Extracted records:
--------------------------------

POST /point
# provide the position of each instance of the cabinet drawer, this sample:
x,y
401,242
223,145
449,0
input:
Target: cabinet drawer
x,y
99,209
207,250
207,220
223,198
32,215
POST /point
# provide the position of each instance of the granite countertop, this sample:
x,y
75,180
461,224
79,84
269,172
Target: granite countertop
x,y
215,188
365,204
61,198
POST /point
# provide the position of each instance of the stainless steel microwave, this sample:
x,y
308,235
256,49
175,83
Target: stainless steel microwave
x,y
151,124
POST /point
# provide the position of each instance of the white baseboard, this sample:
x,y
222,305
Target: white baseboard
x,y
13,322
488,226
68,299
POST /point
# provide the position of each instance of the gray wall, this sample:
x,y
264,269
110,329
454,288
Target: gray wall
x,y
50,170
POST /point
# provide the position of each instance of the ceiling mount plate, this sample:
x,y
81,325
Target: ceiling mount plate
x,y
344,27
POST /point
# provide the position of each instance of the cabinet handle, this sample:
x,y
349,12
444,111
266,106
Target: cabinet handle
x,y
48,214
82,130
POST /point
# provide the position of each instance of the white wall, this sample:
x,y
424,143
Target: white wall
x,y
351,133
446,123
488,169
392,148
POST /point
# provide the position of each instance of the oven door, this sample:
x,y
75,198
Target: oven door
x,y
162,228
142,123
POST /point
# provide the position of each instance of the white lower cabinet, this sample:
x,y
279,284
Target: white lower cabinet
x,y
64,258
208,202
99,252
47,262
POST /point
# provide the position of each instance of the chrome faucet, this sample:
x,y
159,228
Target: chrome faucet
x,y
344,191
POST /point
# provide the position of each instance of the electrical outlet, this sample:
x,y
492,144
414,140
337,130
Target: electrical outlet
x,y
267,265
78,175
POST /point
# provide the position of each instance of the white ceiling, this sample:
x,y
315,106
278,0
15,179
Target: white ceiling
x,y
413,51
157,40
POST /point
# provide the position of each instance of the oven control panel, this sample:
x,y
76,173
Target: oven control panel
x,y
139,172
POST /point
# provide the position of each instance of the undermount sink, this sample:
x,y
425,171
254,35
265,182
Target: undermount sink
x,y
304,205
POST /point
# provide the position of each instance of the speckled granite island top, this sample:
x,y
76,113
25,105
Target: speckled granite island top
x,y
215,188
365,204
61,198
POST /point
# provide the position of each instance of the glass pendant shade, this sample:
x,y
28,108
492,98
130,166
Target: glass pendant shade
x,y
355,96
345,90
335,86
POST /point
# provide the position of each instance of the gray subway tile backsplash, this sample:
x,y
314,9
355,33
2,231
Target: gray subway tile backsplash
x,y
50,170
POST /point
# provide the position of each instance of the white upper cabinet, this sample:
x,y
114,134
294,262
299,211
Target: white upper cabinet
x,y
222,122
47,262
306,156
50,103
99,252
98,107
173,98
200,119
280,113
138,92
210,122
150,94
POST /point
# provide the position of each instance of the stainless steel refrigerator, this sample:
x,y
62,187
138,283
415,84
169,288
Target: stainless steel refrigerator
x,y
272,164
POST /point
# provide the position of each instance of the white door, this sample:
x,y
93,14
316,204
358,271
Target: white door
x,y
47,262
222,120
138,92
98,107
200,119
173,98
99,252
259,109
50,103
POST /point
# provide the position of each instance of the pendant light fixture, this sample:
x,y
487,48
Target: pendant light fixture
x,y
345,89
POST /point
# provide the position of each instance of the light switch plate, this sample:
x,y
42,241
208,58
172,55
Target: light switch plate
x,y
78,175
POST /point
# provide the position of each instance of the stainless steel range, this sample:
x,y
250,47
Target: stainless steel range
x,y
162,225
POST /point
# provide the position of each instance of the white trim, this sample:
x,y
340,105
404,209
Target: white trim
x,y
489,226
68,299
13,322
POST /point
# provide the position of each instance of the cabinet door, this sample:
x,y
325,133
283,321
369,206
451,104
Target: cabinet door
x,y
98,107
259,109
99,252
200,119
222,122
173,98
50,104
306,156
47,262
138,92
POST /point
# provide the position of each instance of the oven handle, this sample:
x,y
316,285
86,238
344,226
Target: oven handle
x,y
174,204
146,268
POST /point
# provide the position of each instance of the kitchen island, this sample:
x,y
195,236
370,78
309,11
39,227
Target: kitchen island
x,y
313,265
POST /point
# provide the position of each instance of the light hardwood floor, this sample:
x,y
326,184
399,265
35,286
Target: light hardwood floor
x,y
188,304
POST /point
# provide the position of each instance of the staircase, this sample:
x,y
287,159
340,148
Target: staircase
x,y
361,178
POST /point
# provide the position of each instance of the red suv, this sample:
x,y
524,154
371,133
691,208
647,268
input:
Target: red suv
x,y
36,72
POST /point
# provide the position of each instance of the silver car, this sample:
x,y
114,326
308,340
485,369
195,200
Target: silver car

--------------------------------

* Work instructions
Each line of the records above must be copied exactly.

* Answer below
POST /point
# provide the position of each instance of the cabinet drawer, this sample:
x,y
401,242
223,145
449,0
input:
Target: cabinet drawer
x,y
99,209
207,250
207,220
223,198
32,215
POST /point
# provide the position of each instance of the granite countertop, this sample:
x,y
75,180
461,224
79,84
269,172
Target: granite countertop
x,y
215,188
365,204
61,198
POST /point
# provide the position of each instance of the stainless steel microwave, this sample:
x,y
308,235
256,49
175,83
Target: stainless steel microwave
x,y
151,124
POST /point
# provide the position of each instance of the white baseboard, this sample:
x,y
222,305
Target: white baseboard
x,y
13,322
488,226
68,299
POST /point
# provide the position of each instance of the gray wall, this sample:
x,y
264,269
110,329
454,288
Target: gray wall
x,y
50,170
POST /point
# provide the position of each instance of the ceiling mount plate, this sample:
x,y
81,325
Target: ceiling mount plate
x,y
344,27
POST /point
# provide the position of each instance of the cabinet handle, this sample:
x,y
349,12
444,111
266,106
Target: cabinet handle
x,y
48,214
82,130
POST /point
# provide the position of each instance of the white wall, this sample:
x,y
424,143
Target: white wall
x,y
351,133
446,123
488,169
392,148
POST /point
# provide the position of each instance of the oven door, this sample:
x,y
75,198
Target: oven door
x,y
162,228
142,123
POST /point
# provide the position of each instance of the white lower cabinet, this sample:
x,y
279,284
Target: white lower cabinet
x,y
64,258
208,202
99,252
47,262
POST /point
# provide the position of each instance of the chrome faucet, this sample:
x,y
159,228
Target: chrome faucet
x,y
344,191
POST /point
# provide the position of each instance of the electrical outlet, this sample:
x,y
492,144
414,140
337,130
Target: electrical outlet
x,y
267,265
78,175
POST /point
# provide the position of each instance of the white ceiling, this sample:
x,y
315,106
278,0
15,179
Target: white ceiling
x,y
413,51
157,40
POST /point
# provide the position of each instance of the oven control panel, this sample:
x,y
76,173
Target: oven control panel
x,y
139,172
POST /point
# provide the position of each instance of the undermount sink, this sample:
x,y
425,171
254,35
265,182
Target: undermount sink
x,y
304,205
POST /point
# provide the position of each instance of the speckled granite island top, this sample:
x,y
76,113
25,105
Target: speckled granite island top
x,y
215,188
365,204
61,198
POST /point
# provide the position of each instance of the glass pendant shade, this sample:
x,y
28,108
492,98
130,166
Target: glass pendant shade
x,y
355,96
345,90
335,86
POST /point
# provide the position of each instance of the gray subway tile backsplash, this sample:
x,y
314,9
355,33
2,231
Target: gray subway tile backsplash
x,y
50,170
POST /point
# provide the position of each instance of the white upper cabinet, this sample:
x,y
114,134
294,262
299,211
Target: white upper cabinet
x,y
222,122
47,262
306,156
50,103
99,252
98,107
173,98
200,119
280,113
138,92
210,122
150,94
POST /point
# provide the position of each instance of the stainless steel refrigerator, this sample:
x,y
62,187
138,283
415,84
169,288
Target: stainless steel refrigerator
x,y
272,164
POST /point
# provide the position of each instance of the white door, this sample:
x,y
93,14
316,204
358,271
Target: white door
x,y
47,262
222,120
138,92
98,107
200,119
173,98
99,252
259,109
50,103
POST /point
# provide the position of each instance of the pendant light fixture, this sample:
x,y
487,48
Target: pendant light fixture
x,y
345,89
POST /point
# provide the position of each instance of the light switch plate, this sample:
x,y
42,241
208,58
172,55
Target: light switch plate
x,y
78,175
POST /point
# provide the position of each instance of the stainless steel range, this sample:
x,y
250,47
Target: stainless steel range
x,y
162,225
POST /point
# provide the position of each instance of the white trim, this sample:
x,y
340,105
404,209
Target: white trim
x,y
489,226
68,299
13,322
POST /point
# provide the position of each instance of the cabinet door, this sample:
x,y
325,133
283,321
369,206
451,104
Target: cabinet door
x,y
98,107
259,109
99,252
200,119
222,122
173,98
50,104
306,156
47,262
138,92
POST /point
# provide the position of each instance of the oven handle, this sample:
x,y
316,285
86,238
344,226
Target: oven handle
x,y
174,204
146,268
POST /point
# provide the position of each instance of the kitchen island, this sample:
x,y
195,236
370,78
309,11
39,227
Target: kitchen island
x,y
313,265
POST /point
# provide the position of each instance of the light hardwood floor, this sample:
x,y
326,184
399,265
35,286
Target: light hardwood floor
x,y
188,304
POST /point
# provide the position of each instance of the staircase, this sample:
x,y
287,159
340,148
Target: staircase
x,y
361,178
POST /point
# provide the position of each instance of the red suv, this sample:
x,y
524,154
371,133
691,208
647,268
input:
Target: red suv
x,y
36,72
POST /point
# provide the position of each instance of the silver car, this sample:
x,y
114,326
308,340
485,369
195,200
Target: silver car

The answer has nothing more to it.